- [REQUIRED TASK]: Begin with the line that contains "TARGET = cap brim" and transcribe each line after it, up to and including the last line of the listing below.

- [RAW RECORDS]:

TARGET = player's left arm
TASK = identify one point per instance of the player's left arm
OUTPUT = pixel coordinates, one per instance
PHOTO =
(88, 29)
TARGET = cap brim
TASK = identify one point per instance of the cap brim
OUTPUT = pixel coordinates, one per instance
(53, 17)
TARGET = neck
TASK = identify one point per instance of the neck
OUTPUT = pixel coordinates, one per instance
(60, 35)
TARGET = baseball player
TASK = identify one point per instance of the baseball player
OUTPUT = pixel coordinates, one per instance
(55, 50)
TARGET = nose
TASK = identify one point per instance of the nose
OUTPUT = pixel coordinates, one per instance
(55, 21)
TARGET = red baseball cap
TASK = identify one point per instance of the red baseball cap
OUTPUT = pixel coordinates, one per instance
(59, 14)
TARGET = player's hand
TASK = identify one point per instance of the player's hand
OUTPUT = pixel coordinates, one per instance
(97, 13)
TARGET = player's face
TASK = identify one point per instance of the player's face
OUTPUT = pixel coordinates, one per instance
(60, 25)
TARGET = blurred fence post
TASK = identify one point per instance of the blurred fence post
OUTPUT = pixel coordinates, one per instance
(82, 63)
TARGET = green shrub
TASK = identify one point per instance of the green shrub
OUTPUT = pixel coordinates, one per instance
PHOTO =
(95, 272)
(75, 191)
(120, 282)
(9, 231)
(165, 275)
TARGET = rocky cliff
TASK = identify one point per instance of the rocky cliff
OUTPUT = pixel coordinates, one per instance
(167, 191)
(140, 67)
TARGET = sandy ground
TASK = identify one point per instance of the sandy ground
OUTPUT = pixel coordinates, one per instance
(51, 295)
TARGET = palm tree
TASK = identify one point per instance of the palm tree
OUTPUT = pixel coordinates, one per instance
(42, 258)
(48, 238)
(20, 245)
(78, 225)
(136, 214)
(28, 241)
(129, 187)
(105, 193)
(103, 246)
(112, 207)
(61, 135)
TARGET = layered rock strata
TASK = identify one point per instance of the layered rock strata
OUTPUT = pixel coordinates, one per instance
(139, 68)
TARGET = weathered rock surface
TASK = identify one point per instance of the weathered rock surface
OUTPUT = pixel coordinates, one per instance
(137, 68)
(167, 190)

- [WRITTEN RESPONSE]:
TARGET = cap brim
TASK = identify one point per instance of the cap brim
OUTPUT = pixel coordinates, one per instance
(53, 17)
TARGET = neck
TASK = identify one point per instance of the neck
OUTPUT = pixel coordinates, one per instance
(60, 35)
TARGET = baseball player
TASK = identify one point per instance of the baseball player
OUTPUT = pixel coordinates, one per instance
(55, 50)
TARGET = nose
TASK = identify one point per instance of the nose
OUTPUT = pixel coordinates, one per instance
(55, 21)
TARGET = red baseball cap
TASK = identify one point per instance of the red baseball cap
OUTPUT = pixel coordinates, one per instance
(59, 14)
TARGET = player's hand
TASK = identify one point per instance of the player's hand
OUTPUT = pixel coordinates, one per instance
(97, 13)
TARGET = player's face
TASK = identify one point per instance of the player's face
OUTPUT = pixel coordinates, one per instance
(60, 25)
TARGET = blurred fence post
TASK = identify one point per instance of the blurred fence post
OUTPUT = pixel coordinates, one per instance
(82, 63)
TARGET = green shrub
TASK = identify one point per instance of the green shrub
OUTPUT = pixel coordinates, one per instance
PHOTO =
(95, 272)
(75, 191)
(120, 282)
(9, 231)
(165, 275)
TARGET = rocky cliff
TASK = identify one point per instance of the rocky cliff
OUTPUT = pixel coordinates, one per instance
(167, 191)
(140, 67)
TARGET = sandy ground
TASK = identify one point per instance of the sandy ground
OUTPUT = pixel coordinates, one per instance
(51, 295)
TARGET = palm tree
TASK = identify one point per instance of the palm tree
OUTPUT = pixel coordinates, one per instance
(42, 258)
(48, 238)
(20, 245)
(78, 225)
(136, 214)
(28, 241)
(129, 187)
(105, 193)
(103, 246)
(112, 207)
(61, 135)
TARGET = layered rock strata
TASK = identify one point per instance of the layered rock strata
OUTPUT = pixel coordinates, one per instance
(139, 68)
TARGET = weathered rock surface
TASK = identify one point per instance of the weathered rock surface
OUTPUT = pixel coordinates, one per instance
(137, 68)
(167, 190)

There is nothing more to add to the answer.